━━ Material for the task ━━

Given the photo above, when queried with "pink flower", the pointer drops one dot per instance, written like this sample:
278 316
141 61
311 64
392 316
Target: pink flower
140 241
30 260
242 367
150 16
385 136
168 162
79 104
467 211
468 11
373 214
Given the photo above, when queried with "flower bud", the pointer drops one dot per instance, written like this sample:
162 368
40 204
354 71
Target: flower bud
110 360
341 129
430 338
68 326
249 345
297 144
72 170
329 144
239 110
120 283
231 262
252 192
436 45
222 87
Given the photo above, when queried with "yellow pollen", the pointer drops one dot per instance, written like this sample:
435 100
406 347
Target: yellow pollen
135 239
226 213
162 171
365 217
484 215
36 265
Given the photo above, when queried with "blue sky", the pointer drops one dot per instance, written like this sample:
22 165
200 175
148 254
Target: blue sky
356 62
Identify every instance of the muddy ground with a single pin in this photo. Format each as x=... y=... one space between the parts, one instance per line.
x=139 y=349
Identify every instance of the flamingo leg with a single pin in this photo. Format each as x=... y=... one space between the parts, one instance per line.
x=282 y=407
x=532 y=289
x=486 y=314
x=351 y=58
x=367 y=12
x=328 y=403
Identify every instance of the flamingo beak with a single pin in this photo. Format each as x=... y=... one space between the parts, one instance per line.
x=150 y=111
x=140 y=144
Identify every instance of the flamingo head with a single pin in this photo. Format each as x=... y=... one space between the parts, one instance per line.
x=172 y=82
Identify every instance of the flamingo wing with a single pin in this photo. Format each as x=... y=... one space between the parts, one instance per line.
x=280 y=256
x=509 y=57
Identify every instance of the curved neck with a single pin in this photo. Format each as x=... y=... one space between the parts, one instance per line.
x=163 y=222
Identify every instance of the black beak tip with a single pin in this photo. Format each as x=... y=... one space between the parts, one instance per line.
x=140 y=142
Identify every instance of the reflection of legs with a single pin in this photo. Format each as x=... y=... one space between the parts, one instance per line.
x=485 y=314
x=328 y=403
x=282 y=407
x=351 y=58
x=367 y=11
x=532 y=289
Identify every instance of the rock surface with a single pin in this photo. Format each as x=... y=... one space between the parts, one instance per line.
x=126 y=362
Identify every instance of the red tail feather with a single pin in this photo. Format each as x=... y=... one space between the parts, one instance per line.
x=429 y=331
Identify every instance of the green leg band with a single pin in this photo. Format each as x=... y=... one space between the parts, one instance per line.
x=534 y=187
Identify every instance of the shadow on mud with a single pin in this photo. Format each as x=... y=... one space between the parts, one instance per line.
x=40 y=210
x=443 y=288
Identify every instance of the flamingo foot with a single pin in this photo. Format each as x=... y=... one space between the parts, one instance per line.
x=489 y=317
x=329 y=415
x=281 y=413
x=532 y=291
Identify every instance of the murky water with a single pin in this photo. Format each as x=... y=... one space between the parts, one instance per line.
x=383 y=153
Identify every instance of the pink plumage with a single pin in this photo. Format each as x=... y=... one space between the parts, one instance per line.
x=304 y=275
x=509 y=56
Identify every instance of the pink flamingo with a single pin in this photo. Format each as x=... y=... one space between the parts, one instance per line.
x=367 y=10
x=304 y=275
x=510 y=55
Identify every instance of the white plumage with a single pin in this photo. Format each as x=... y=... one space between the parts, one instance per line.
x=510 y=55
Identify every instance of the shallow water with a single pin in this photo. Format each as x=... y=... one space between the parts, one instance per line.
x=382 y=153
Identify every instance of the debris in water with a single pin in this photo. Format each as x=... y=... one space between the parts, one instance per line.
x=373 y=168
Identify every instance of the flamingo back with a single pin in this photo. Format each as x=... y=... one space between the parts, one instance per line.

━━━

## Work order
From the first line to the last, retype the records exactly.

## Completed exercise
Given the photo above, when queried with "pink flower", the pointer drops one dot per instance, written like this sample:
278 316
141 61
311 64
392 316
Target: pink flower
140 241
30 260
242 367
150 16
385 136
168 162
79 104
467 211
468 11
373 214
Given the photo above, when queried with "flower bud", the pointer drops one dot per instance, written like this sample:
162 368
40 204
354 71
Target: flower bud
110 360
341 129
430 338
68 326
249 345
297 144
72 170
329 144
239 110
120 283
231 262
252 192
436 45
222 87
Given the photo above, when queried with "yellow pollen", the pointer drops one dot per instance, written like this sample:
435 100
406 347
Target: yellow pollen
135 239
226 213
162 171
365 217
484 215
36 265
Given the photo above, when queried with "blue sky", the pointer drops one dot per instance, written like this sample:
22 165
200 175
148 254
Target: blue sky
356 62
Identify every instance of the muddy ground with a single pin in this photo. Format each as x=... y=... one space between the parts, one instance per line.
x=139 y=349
Identify every instance of the flamingo leg with a single pin in this photo. Format each as x=... y=... one space between the parts, one instance per line.
x=282 y=407
x=532 y=289
x=486 y=314
x=351 y=58
x=367 y=12
x=328 y=403
Identify every instance of the flamingo beak with a single pin in this photo. Format each as x=... y=... one space between the parts, one instance per line.
x=150 y=111
x=140 y=144
Identify every instance of the flamingo head with a single pin in this photo. Format each as x=... y=... one space between the parts, one instance per line.
x=172 y=82
Identify every instance of the flamingo wing with a single pin in this photo. Format each as x=... y=... one space between the parts, one instance per line.
x=280 y=256
x=509 y=57
Identify every instance of the curved neck with a single pin in this photo. Format each as x=... y=... one space between the parts, one instance per line.
x=163 y=222
Identify every instance of the black beak tip with a single pin in this photo. Format each as x=... y=... one space between the parts, one instance per line.
x=140 y=142
Identify every instance of the reflection of legs with a single pin in this photo. Format each as x=... y=... one space between the parts, one instance per line.
x=485 y=314
x=328 y=403
x=282 y=407
x=351 y=58
x=367 y=11
x=532 y=289
Identify every instance of the rock surface with a single pin in this photo. Format each as x=... y=... one space between the parts, one instance per line.
x=126 y=362
Identify every instance of the red tail feather with a single pin in this photo. Format each as x=... y=... one space between the parts, one instance per line.
x=429 y=331
Identify every instance of the green leg band with a single pin in this photo. Format each as x=... y=... one space between the parts, one instance per line.
x=534 y=187
Identify every instance of the shadow on mud with a single pin in this photo. Format each as x=... y=... one space between the parts, one instance per line.
x=40 y=210
x=443 y=288
Identify every instance of the flamingo foot with a single pin in this photo. Format each as x=... y=... one space between the parts, one instance per line.
x=489 y=317
x=329 y=415
x=281 y=413
x=532 y=291
Identify every instance of the murky water with a single pin in this photo. Format each as x=... y=... one space between the parts, one instance per line.
x=383 y=153
Identify every instance of the pink plumage with a single pin in this photo. Format each as x=... y=... one space between the parts, one instance per line.
x=304 y=275
x=509 y=56
Identify every instance of the pink flamingo with a single pin in this photo. Format each as x=... y=... one space between the parts, one instance per line.
x=367 y=10
x=304 y=275
x=510 y=55
Identify every instance of the white plumage with a single pin in this photo. Format each as x=... y=... one space between the parts, one instance per line.
x=510 y=55
Identify every instance of the shallow water with a single pin in this photo. Format each as x=... y=... one space between the parts, one instance per line.
x=382 y=153
Identify every instance of the debris in water with a single pin in this photo. Format each as x=... y=... one space between the parts, one instance per line.
x=373 y=168
Identify every instance of the flamingo back with a single pin in this photo. Format each as x=... y=... one space between the parts, one instance per line.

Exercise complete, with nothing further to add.